**REQUIREMENT:**
Copy out each of the lines below character for character, but leave the pictures out of your answer.

**STORED DATA:**
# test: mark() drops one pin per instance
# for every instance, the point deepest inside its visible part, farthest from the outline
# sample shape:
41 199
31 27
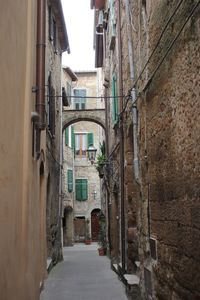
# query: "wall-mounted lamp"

**ANSWER FOR THIS EXERCISE:**
# test: mark() drops one pin per instance
# for every instance, the point deepest inside its visible part, farthest from the outline
# sample shape:
41 199
31 27
# query: "wall-mounted lamp"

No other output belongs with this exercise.